• _Problem to solve_: Collect every line of the records that contains the word "woman", and copy each one in full. Case counts.

• _Supplied entries_:
········

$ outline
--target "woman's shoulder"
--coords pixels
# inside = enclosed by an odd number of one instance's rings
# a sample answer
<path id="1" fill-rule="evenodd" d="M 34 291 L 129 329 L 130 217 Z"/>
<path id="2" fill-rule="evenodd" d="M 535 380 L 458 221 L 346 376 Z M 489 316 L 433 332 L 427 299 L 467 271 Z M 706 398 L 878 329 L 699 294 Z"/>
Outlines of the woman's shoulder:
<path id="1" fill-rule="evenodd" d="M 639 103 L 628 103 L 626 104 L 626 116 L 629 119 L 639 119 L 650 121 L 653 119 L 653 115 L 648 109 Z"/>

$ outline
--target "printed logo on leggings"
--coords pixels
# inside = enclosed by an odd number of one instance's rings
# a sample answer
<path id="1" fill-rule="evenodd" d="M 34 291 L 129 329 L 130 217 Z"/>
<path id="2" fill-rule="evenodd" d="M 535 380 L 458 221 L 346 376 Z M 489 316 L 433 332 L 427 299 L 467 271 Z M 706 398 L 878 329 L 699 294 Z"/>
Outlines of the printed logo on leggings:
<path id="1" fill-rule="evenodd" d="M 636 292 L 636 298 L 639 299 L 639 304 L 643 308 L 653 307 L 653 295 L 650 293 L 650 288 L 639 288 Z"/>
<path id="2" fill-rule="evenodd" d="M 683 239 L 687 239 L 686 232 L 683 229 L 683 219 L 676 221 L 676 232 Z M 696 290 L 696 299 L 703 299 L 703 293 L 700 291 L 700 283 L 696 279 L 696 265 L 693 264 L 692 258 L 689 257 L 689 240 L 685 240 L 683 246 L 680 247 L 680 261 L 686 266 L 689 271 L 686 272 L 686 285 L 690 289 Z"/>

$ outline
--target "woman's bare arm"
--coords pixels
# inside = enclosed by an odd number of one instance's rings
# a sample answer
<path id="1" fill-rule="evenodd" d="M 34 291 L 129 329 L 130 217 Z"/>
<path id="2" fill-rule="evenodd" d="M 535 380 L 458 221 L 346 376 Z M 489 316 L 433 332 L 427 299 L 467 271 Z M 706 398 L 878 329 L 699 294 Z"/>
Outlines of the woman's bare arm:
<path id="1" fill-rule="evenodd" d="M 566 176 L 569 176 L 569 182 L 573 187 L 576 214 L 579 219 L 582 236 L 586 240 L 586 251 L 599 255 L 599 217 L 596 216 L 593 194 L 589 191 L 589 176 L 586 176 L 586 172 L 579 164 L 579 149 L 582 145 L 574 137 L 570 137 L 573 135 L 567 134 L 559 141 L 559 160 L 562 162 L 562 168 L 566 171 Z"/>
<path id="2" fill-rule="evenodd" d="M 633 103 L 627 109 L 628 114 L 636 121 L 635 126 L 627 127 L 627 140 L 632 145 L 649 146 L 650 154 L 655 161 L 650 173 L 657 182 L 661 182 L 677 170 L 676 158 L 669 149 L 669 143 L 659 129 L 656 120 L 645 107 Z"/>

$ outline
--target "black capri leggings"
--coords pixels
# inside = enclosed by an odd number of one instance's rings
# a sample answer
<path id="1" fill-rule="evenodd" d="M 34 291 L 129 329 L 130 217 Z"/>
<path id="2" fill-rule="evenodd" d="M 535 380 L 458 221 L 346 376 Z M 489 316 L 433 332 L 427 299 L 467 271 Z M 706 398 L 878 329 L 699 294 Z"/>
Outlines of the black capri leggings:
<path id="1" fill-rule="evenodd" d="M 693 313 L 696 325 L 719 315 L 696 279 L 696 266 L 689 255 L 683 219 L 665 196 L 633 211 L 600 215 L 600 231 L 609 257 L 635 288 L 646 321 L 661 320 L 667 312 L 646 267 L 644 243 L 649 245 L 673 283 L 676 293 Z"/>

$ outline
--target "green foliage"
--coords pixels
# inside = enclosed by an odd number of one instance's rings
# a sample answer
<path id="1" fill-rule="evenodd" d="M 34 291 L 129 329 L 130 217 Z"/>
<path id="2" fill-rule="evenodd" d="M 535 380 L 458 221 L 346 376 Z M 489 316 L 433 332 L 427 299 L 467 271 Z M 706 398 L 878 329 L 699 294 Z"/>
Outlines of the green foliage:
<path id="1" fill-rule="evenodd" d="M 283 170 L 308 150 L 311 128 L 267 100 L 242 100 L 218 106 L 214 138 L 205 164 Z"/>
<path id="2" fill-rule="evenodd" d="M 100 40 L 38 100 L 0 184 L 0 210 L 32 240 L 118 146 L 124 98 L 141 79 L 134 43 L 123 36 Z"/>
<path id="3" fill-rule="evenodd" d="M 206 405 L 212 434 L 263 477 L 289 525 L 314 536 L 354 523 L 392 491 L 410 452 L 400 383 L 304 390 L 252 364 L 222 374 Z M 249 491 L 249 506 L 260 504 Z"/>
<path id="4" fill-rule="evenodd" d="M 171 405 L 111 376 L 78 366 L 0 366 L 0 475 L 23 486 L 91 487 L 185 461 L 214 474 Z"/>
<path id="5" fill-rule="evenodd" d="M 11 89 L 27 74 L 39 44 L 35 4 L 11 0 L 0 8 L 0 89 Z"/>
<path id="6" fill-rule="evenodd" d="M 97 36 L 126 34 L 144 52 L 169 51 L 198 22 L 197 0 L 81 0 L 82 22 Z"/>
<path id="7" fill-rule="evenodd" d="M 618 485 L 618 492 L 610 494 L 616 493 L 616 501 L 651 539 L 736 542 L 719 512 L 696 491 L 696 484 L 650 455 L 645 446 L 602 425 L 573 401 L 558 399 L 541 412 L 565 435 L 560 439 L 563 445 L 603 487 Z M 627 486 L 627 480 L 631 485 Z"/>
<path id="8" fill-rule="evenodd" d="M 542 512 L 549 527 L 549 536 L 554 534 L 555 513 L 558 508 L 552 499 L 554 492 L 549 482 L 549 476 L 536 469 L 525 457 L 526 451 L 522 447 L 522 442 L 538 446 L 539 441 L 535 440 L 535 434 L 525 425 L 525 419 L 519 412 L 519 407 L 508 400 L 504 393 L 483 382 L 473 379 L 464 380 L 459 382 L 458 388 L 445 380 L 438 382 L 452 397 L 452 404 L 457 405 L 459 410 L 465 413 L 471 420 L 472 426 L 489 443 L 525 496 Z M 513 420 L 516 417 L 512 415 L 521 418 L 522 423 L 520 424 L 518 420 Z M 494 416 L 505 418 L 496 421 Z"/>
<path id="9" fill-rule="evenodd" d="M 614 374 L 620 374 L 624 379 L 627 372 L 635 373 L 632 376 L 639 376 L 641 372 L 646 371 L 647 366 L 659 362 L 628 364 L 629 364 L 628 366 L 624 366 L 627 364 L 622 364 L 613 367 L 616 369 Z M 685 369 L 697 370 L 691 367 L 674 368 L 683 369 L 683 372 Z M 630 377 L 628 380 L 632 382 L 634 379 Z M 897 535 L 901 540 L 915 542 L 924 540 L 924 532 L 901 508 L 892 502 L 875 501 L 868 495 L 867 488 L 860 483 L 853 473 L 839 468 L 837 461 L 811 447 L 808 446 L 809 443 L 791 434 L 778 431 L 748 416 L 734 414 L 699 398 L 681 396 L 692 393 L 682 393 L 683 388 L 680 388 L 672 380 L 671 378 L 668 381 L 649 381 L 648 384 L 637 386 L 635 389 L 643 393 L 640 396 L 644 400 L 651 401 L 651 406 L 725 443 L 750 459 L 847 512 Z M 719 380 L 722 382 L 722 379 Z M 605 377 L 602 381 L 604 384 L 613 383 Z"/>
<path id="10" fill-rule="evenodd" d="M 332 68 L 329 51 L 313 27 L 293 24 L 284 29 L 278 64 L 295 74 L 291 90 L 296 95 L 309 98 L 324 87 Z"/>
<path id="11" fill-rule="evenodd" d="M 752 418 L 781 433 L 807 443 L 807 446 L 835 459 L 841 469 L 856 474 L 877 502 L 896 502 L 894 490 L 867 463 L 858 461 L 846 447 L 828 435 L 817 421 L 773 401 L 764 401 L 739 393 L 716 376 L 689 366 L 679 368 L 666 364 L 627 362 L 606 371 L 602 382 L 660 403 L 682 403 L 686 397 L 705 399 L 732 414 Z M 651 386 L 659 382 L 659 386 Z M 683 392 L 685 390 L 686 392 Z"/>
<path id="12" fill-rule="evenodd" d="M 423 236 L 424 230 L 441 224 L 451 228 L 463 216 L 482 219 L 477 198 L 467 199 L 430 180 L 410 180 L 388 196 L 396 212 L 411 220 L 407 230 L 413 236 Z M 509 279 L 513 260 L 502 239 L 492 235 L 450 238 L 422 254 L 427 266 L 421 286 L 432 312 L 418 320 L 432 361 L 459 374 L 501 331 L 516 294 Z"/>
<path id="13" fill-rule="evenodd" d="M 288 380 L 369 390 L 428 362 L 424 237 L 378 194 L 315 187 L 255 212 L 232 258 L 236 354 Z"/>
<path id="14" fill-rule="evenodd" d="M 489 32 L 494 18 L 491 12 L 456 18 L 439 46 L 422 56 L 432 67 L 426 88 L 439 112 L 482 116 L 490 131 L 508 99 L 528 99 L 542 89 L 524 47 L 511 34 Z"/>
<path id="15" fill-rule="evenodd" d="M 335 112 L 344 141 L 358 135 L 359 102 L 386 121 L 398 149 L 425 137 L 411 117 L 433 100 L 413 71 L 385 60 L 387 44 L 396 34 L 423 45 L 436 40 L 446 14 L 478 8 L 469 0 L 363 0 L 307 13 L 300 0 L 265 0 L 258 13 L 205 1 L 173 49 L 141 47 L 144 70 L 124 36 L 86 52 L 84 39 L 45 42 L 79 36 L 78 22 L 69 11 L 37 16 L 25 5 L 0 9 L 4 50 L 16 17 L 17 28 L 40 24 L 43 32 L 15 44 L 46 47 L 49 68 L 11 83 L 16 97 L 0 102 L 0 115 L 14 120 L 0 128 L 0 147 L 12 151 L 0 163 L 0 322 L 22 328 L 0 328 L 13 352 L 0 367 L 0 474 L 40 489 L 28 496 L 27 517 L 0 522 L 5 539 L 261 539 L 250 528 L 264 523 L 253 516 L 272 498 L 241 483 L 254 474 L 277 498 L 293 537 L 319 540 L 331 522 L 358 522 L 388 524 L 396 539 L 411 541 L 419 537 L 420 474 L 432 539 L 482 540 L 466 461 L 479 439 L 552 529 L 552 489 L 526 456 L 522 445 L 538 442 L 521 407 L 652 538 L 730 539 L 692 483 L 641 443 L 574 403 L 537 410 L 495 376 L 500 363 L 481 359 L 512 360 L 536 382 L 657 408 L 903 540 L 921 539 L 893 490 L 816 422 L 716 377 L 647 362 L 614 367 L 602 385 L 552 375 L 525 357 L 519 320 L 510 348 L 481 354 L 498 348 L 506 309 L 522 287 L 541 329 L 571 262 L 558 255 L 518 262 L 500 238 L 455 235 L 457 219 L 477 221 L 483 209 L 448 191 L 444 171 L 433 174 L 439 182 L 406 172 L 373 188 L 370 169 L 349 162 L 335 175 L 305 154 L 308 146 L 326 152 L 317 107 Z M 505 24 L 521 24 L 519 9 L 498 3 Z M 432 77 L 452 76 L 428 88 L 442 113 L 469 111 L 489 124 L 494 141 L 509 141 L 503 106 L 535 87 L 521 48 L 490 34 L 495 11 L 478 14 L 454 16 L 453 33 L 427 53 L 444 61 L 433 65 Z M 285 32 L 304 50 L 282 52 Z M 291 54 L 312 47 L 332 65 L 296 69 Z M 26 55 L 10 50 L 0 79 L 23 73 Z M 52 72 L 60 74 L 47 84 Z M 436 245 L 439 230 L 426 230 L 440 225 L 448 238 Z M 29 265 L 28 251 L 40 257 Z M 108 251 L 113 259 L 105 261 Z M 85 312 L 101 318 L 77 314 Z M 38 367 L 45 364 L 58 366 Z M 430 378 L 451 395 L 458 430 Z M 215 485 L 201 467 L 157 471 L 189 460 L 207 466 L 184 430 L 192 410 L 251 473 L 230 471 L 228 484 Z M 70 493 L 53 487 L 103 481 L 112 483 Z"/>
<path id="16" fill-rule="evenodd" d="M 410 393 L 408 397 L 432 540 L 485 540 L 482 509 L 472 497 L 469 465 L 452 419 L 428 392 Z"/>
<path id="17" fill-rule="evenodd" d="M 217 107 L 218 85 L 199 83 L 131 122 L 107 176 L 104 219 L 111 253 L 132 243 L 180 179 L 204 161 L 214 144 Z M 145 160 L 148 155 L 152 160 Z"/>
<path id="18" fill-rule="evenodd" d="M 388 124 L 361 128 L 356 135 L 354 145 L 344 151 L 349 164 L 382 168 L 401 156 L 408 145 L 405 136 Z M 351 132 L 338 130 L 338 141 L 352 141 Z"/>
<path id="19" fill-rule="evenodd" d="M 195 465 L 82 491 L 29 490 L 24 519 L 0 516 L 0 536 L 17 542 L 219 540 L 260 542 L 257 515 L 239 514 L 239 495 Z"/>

········

• _Exercise output_:
--target "woman's shoulder"
Outlines of the woman's shoulder:
--target "woman's bare arm"
Outlines of the woman's bare arm:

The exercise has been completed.